> **RECORDS FOR PROCESSING**:
┌──

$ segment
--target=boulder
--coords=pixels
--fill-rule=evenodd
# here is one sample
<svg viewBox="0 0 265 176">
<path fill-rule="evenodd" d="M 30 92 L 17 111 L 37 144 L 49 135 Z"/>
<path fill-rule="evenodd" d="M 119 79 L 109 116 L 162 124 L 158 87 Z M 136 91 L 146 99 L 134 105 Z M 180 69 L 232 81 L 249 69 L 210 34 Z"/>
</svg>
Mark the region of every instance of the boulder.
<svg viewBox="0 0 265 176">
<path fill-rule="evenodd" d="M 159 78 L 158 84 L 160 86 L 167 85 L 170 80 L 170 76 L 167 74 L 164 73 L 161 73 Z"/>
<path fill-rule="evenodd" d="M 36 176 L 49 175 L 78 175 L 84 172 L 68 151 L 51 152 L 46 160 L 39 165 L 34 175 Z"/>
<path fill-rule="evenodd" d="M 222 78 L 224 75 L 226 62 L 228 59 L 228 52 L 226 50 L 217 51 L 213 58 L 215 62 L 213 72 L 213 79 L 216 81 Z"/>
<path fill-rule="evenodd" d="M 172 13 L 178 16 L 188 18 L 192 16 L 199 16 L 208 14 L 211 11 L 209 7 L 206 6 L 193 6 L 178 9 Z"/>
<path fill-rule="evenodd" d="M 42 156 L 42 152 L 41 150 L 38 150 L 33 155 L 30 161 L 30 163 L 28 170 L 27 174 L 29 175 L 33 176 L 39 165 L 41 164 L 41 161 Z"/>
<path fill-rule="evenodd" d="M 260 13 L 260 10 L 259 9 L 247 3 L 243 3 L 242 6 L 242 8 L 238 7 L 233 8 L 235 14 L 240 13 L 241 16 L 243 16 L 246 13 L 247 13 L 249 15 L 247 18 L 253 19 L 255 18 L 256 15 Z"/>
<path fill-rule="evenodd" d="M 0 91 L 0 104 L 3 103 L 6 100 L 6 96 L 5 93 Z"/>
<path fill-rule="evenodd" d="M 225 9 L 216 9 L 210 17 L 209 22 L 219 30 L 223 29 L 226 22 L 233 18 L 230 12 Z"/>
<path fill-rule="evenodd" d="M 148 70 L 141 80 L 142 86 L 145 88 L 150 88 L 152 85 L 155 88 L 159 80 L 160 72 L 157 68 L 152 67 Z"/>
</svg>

└──

> **WHAT IS ASKED**: Revise the rows above, swapping each "boulder" for "rock" and keeping every other line the same.

> **SOLUTION TO THIS EXERCISE**:
$ segment
--target=rock
--coords=pixels
--fill-rule=evenodd
# here is one sample
<svg viewBox="0 0 265 176">
<path fill-rule="evenodd" d="M 30 92 L 17 111 L 37 144 L 49 135 Z"/>
<path fill-rule="evenodd" d="M 119 79 L 109 116 L 162 124 L 158 87 Z M 136 91 L 146 99 L 134 105 Z M 180 69 L 232 81 L 249 69 L 210 34 Z"/>
</svg>
Mark the region of every instance of the rock.
<svg viewBox="0 0 265 176">
<path fill-rule="evenodd" d="M 159 78 L 158 84 L 160 86 L 167 85 L 170 80 L 170 76 L 167 74 L 164 73 L 161 73 Z"/>
<path fill-rule="evenodd" d="M 36 176 L 49 175 L 78 175 L 84 172 L 68 151 L 51 152 L 46 160 L 39 165 L 34 175 Z"/>
<path fill-rule="evenodd" d="M 222 78 L 224 75 L 226 62 L 228 59 L 228 52 L 226 50 L 217 51 L 213 58 L 215 62 L 213 72 L 213 79 L 216 81 Z"/>
<path fill-rule="evenodd" d="M 172 13 L 178 16 L 188 18 L 192 16 L 199 16 L 208 14 L 211 11 L 209 7 L 206 6 L 193 6 L 178 9 Z"/>
<path fill-rule="evenodd" d="M 42 156 L 42 152 L 41 150 L 38 150 L 33 155 L 30 161 L 30 163 L 28 170 L 27 174 L 29 175 L 33 176 L 39 165 L 41 164 L 41 161 Z"/>
<path fill-rule="evenodd" d="M 260 13 L 260 10 L 259 9 L 247 3 L 243 3 L 242 6 L 242 8 L 238 7 L 233 8 L 235 14 L 240 13 L 241 16 L 243 16 L 246 13 L 247 13 L 249 15 L 247 18 L 253 19 L 255 18 L 256 15 Z"/>
<path fill-rule="evenodd" d="M 0 91 L 0 104 L 3 103 L 6 100 L 6 96 L 5 93 Z"/>
<path fill-rule="evenodd" d="M 225 9 L 216 9 L 210 17 L 209 22 L 219 30 L 223 29 L 226 22 L 233 18 L 230 12 Z"/>
<path fill-rule="evenodd" d="M 148 70 L 141 80 L 142 86 L 145 88 L 150 88 L 152 85 L 155 88 L 159 80 L 160 72 L 157 68 L 152 67 Z"/>
</svg>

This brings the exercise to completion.